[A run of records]
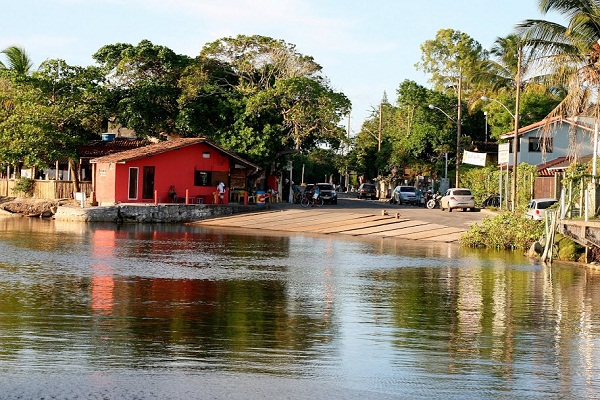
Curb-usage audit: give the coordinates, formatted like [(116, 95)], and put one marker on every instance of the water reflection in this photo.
[(382, 316)]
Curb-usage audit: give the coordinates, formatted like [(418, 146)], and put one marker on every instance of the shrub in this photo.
[(507, 231), (25, 186)]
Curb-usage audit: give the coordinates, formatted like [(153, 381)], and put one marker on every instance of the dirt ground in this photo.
[(30, 206)]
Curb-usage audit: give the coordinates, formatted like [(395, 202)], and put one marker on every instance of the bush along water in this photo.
[(506, 231)]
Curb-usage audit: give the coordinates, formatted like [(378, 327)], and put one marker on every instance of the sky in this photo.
[(366, 48)]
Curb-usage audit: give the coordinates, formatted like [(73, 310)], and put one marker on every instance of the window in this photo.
[(202, 178), (536, 145)]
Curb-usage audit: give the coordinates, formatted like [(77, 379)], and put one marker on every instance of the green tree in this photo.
[(497, 79), (46, 115), (278, 99), (17, 60), (144, 83), (253, 63), (568, 54), (451, 57)]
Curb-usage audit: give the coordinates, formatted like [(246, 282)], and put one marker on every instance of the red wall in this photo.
[(176, 167)]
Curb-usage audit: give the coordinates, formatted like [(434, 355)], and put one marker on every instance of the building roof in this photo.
[(560, 164), (579, 122), (99, 148), (163, 147)]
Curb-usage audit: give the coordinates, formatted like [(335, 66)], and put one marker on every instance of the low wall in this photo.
[(162, 213)]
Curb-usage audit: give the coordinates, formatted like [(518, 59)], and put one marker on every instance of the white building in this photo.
[(548, 140)]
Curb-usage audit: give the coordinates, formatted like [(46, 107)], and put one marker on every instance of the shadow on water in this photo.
[(368, 318)]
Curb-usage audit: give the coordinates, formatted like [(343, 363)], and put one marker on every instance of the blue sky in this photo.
[(365, 47)]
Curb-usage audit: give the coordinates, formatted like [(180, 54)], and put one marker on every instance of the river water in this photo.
[(92, 311)]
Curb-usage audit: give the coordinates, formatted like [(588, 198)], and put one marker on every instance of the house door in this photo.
[(148, 183), (132, 194)]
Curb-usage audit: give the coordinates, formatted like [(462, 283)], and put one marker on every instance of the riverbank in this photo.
[(30, 207)]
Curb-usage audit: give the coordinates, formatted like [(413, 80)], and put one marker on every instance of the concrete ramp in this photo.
[(326, 222)]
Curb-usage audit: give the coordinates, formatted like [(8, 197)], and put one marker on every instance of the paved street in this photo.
[(347, 202), (357, 217)]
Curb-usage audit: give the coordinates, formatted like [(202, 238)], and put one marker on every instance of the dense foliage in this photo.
[(251, 94), (506, 231)]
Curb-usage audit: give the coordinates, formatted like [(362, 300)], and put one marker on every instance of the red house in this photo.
[(193, 166)]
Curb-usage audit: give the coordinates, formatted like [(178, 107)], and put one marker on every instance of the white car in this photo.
[(536, 209), (458, 198)]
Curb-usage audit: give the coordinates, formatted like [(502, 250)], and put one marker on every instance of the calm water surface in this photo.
[(96, 311)]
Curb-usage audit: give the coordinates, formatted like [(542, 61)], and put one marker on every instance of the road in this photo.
[(347, 202), (356, 217)]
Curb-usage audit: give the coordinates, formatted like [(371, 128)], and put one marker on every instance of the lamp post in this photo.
[(485, 115), (457, 122), (513, 195)]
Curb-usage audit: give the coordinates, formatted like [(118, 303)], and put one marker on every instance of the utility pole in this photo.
[(347, 177), (516, 138), (458, 125), (380, 126)]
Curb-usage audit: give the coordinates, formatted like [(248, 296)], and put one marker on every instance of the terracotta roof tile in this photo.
[(163, 147), (99, 148)]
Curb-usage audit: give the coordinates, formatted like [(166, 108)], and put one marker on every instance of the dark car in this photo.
[(367, 190), (327, 192), (405, 195)]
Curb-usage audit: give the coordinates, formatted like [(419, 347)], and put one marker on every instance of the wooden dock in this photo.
[(323, 221)]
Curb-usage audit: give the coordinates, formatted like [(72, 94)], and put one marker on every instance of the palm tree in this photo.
[(568, 54), (18, 60)]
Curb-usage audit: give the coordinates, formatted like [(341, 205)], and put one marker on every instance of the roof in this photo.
[(560, 164), (579, 122), (99, 148), (163, 147)]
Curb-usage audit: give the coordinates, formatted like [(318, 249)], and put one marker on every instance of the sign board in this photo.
[(503, 153), (470, 157)]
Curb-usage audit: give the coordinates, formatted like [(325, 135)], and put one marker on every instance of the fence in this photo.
[(43, 189)]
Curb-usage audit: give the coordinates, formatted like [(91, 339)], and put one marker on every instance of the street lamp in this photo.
[(457, 122), (513, 195), (485, 115)]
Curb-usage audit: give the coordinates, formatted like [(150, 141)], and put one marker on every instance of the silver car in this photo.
[(405, 195), (536, 209), (458, 198)]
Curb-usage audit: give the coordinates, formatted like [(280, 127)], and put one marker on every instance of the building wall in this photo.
[(560, 145), (105, 183), (176, 167)]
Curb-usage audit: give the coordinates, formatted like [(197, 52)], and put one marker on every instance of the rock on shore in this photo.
[(30, 207)]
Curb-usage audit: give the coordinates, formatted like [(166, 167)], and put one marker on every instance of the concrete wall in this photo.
[(162, 213)]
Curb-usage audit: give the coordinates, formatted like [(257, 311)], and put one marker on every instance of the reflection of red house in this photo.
[(193, 166)]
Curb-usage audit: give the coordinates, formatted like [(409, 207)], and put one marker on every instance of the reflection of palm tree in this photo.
[(18, 60), (569, 53)]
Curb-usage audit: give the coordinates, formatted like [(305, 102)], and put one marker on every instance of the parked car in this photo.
[(491, 201), (405, 195), (328, 193), (536, 209), (367, 190), (458, 198)]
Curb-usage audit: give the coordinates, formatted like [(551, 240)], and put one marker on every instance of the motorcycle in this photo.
[(435, 201)]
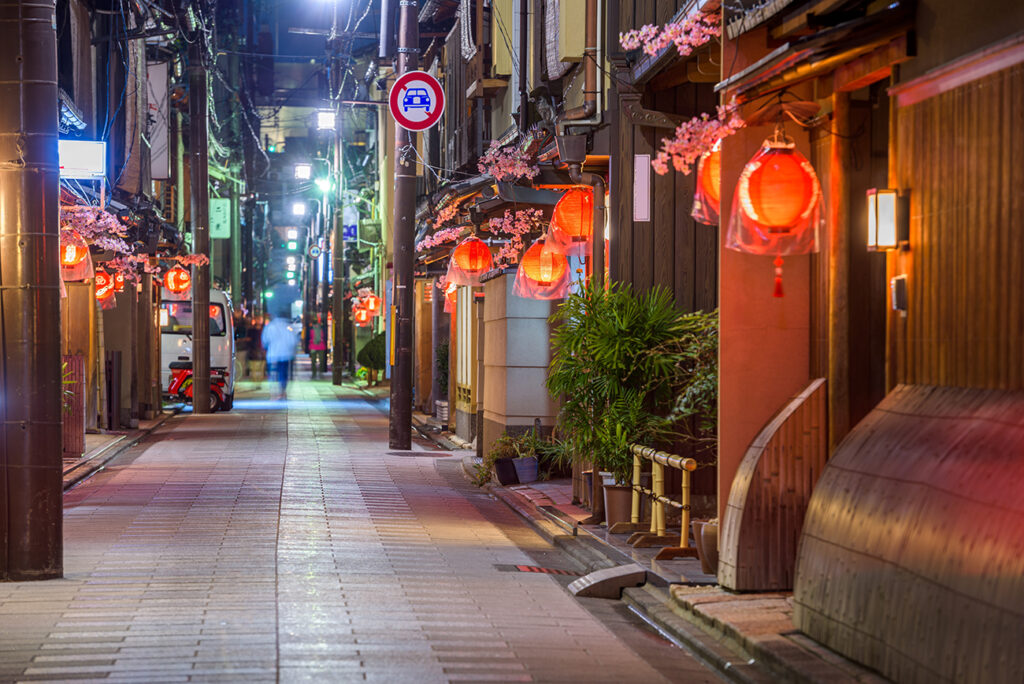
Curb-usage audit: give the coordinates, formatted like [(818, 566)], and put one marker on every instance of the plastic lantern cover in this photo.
[(571, 225), (470, 259), (777, 206), (707, 198), (543, 273)]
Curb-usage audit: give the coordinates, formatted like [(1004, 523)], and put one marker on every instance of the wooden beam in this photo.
[(839, 272), (872, 67)]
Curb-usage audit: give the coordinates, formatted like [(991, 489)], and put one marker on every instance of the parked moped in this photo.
[(181, 384)]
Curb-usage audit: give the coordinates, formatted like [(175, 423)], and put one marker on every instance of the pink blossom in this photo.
[(694, 137), (687, 35), (506, 164)]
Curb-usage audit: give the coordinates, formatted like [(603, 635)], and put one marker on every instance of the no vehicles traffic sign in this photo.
[(416, 100)]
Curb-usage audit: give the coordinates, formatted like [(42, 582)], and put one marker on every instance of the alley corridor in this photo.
[(281, 542)]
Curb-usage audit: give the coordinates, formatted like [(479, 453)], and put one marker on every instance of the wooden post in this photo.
[(839, 272)]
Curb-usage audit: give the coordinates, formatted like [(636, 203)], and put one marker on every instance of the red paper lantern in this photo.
[(74, 250), (544, 265), (177, 280), (710, 175), (573, 215), (104, 285), (472, 256), (778, 189)]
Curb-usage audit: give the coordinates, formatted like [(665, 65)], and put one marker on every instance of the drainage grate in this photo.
[(535, 568)]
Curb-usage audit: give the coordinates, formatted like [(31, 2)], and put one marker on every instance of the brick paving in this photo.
[(282, 542)]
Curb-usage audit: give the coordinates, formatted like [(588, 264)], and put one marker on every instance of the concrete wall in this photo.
[(515, 360)]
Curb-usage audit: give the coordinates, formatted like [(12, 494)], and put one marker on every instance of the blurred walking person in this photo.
[(280, 341)]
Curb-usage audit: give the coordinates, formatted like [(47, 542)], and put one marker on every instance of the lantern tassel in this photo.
[(778, 278)]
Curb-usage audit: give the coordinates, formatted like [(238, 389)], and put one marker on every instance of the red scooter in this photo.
[(181, 384)]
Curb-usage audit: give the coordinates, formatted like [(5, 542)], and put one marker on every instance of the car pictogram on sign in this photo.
[(416, 98)]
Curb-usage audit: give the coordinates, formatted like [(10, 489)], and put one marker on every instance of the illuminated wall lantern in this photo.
[(104, 285), (888, 227), (74, 251), (572, 220), (177, 280), (472, 256)]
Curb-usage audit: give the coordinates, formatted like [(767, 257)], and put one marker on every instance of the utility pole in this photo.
[(400, 419), (31, 516), (199, 173)]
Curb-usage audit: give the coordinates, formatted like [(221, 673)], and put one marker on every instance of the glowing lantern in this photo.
[(777, 205), (572, 220), (74, 250), (177, 280), (707, 201), (472, 256), (104, 285), (543, 265), (373, 304), (778, 188)]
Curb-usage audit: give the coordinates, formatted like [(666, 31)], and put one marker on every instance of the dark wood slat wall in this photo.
[(958, 155)]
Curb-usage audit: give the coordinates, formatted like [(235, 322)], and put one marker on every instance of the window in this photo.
[(175, 318)]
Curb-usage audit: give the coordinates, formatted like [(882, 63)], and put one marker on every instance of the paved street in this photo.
[(282, 542)]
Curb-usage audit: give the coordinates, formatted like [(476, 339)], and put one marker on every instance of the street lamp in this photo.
[(326, 120)]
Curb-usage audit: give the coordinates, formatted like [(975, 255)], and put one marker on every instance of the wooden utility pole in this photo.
[(198, 143), (400, 419), (31, 516)]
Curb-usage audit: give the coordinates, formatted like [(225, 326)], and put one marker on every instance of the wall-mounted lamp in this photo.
[(888, 220)]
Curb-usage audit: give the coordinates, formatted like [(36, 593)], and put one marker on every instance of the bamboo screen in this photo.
[(960, 155)]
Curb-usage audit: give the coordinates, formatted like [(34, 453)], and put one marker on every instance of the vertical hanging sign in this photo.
[(158, 123)]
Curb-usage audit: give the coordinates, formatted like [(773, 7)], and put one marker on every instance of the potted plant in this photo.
[(441, 369), (616, 389)]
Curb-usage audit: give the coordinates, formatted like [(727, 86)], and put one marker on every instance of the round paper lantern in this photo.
[(778, 188), (573, 215), (543, 265), (74, 250), (104, 285), (177, 280), (710, 175), (472, 256)]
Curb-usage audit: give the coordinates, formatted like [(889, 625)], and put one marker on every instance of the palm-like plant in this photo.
[(606, 366)]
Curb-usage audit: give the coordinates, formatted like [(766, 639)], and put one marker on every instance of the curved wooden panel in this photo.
[(770, 494), (911, 560)]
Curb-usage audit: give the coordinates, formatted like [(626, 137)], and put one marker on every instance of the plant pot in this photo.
[(505, 472), (525, 469), (696, 526), (709, 540), (617, 503)]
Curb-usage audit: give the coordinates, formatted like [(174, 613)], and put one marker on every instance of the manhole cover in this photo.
[(535, 568)]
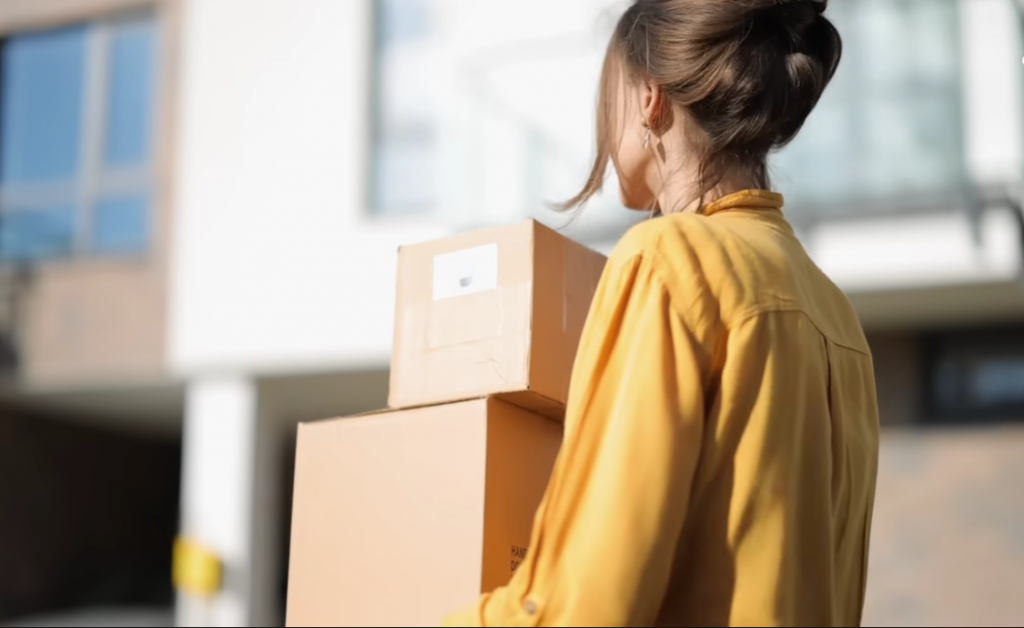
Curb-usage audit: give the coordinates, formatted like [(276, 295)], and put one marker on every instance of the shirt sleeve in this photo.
[(606, 534)]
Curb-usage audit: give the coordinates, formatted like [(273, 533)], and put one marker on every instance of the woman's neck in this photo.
[(679, 195)]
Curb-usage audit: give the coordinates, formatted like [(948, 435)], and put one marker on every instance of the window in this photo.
[(76, 122), (403, 178), (890, 123), (977, 376)]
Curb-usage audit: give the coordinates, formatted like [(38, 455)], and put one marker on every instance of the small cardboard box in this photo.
[(402, 517), (496, 310)]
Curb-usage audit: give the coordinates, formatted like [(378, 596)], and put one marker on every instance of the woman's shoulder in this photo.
[(663, 241)]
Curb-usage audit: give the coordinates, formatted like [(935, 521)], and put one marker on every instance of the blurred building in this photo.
[(200, 206)]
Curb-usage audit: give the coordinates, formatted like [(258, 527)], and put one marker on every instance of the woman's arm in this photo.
[(605, 536)]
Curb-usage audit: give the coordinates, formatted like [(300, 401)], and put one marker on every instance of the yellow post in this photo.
[(197, 571)]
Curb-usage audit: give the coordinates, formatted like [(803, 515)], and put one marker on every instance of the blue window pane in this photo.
[(35, 234), (401, 21), (130, 93), (41, 107), (121, 225)]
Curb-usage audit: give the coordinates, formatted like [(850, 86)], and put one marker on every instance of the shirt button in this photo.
[(529, 606)]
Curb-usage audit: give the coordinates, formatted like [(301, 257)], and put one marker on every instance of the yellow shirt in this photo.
[(721, 444)]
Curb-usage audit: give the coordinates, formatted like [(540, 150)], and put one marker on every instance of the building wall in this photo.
[(276, 264), (87, 321)]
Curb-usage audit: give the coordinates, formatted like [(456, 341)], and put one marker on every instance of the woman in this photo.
[(721, 443)]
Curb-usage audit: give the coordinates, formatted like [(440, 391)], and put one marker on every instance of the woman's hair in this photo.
[(745, 73)]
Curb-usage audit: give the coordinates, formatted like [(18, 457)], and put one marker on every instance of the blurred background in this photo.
[(200, 207)]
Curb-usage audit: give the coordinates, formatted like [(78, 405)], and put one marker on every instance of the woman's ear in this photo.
[(651, 105)]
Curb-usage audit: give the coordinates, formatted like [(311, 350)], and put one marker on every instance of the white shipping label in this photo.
[(466, 271)]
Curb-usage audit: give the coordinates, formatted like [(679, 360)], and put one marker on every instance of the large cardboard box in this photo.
[(400, 518), (497, 310)]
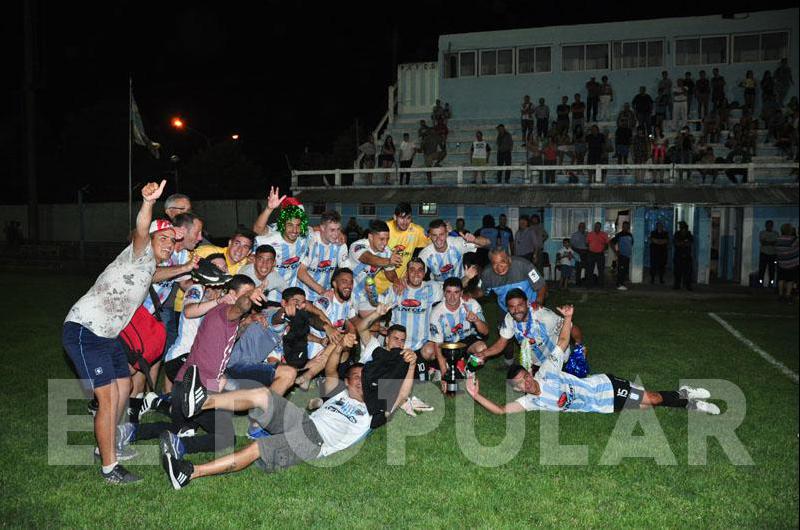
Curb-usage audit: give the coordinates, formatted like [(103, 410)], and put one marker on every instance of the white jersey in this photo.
[(541, 329), (453, 326), (341, 422), (187, 327), (563, 392), (287, 255), (321, 260), (447, 264), (413, 308)]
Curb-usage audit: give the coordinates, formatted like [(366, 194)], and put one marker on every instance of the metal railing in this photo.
[(642, 174)]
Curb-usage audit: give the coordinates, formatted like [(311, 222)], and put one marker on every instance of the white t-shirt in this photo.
[(541, 329), (447, 264), (413, 311), (287, 255), (108, 306), (453, 326), (341, 422)]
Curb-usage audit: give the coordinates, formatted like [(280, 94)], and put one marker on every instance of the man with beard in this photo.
[(444, 256)]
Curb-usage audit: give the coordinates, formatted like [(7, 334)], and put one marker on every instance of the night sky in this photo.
[(287, 76)]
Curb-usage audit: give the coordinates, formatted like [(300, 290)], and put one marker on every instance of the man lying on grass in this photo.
[(296, 436), (548, 388)]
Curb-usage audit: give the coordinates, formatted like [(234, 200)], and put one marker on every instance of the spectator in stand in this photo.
[(623, 247), (688, 84), (783, 80), (665, 92), (592, 99), (749, 86), (597, 243), (542, 115), (408, 150), (717, 88), (526, 118), (659, 239), (368, 151), (626, 116), (643, 106), (578, 243), (786, 254), (702, 90), (578, 109), (479, 156), (682, 257), (386, 158), (622, 143), (562, 115), (766, 253), (606, 97), (680, 105), (505, 145)]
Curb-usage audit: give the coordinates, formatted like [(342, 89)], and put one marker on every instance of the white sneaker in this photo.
[(418, 405), (408, 408), (703, 406), (688, 392)]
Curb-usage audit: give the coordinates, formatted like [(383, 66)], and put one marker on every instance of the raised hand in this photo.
[(152, 191)]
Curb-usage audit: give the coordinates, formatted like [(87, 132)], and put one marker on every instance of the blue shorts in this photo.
[(97, 360)]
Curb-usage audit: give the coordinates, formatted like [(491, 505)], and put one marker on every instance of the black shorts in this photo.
[(626, 394)]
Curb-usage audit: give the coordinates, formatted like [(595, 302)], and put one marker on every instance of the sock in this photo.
[(671, 398)]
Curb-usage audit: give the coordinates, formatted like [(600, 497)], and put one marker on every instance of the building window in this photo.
[(533, 60), (428, 208), (366, 209), (760, 47), (705, 50), (578, 57), (638, 54)]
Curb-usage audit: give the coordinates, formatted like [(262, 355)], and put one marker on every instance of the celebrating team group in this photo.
[(287, 305)]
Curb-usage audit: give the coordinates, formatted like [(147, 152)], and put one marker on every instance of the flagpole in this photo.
[(130, 154)]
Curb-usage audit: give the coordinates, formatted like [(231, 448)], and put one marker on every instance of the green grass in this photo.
[(658, 339)]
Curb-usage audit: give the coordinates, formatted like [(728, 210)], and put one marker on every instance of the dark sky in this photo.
[(285, 75)]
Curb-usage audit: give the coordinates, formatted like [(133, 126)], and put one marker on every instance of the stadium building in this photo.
[(484, 76)]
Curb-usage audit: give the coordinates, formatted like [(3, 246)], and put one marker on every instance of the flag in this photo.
[(139, 135)]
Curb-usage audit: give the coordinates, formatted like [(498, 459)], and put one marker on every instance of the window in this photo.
[(705, 50), (760, 47), (579, 57), (428, 208), (638, 54), (497, 62), (533, 60)]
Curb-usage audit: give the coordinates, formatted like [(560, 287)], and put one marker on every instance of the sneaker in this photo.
[(688, 392), (703, 406), (408, 408), (179, 472), (119, 475), (418, 405), (194, 393), (169, 443)]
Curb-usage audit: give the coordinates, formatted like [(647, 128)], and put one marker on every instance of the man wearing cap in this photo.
[(93, 325)]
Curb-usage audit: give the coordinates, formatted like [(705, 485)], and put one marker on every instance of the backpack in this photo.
[(144, 338)]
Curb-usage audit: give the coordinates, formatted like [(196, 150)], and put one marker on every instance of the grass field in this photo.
[(657, 338)]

▶ [SET PROBLEM] Reproduce the records from the line with "door in this photo." to the line with "[(347, 202), (357, 217)]", substituting "boat ramp" for "concrete ramp" and leaving everything else unchanged.

▶ [SOLUTION TO THIS EXERCISE]
Curb-usage audit: give the coordinates, formatted like [(588, 198)], and put one marker on every instance of the house door in this photo.
[(148, 183), (132, 194)]
Curb-usage audit: give the coordinates, formatted like [(462, 283)], and put one marker on every instance of the riverbank in this photo.
[(30, 207)]
Curb-usage audit: give the coordinates, formatted like [(413, 80)], and put one marker on every instance of the boat ramp in this photo.
[(326, 222)]
Curb-usage audit: give the coordinates, formatted like [(8, 197)], and put one marker on every instance of the paved street in this photo.
[(347, 202), (357, 217)]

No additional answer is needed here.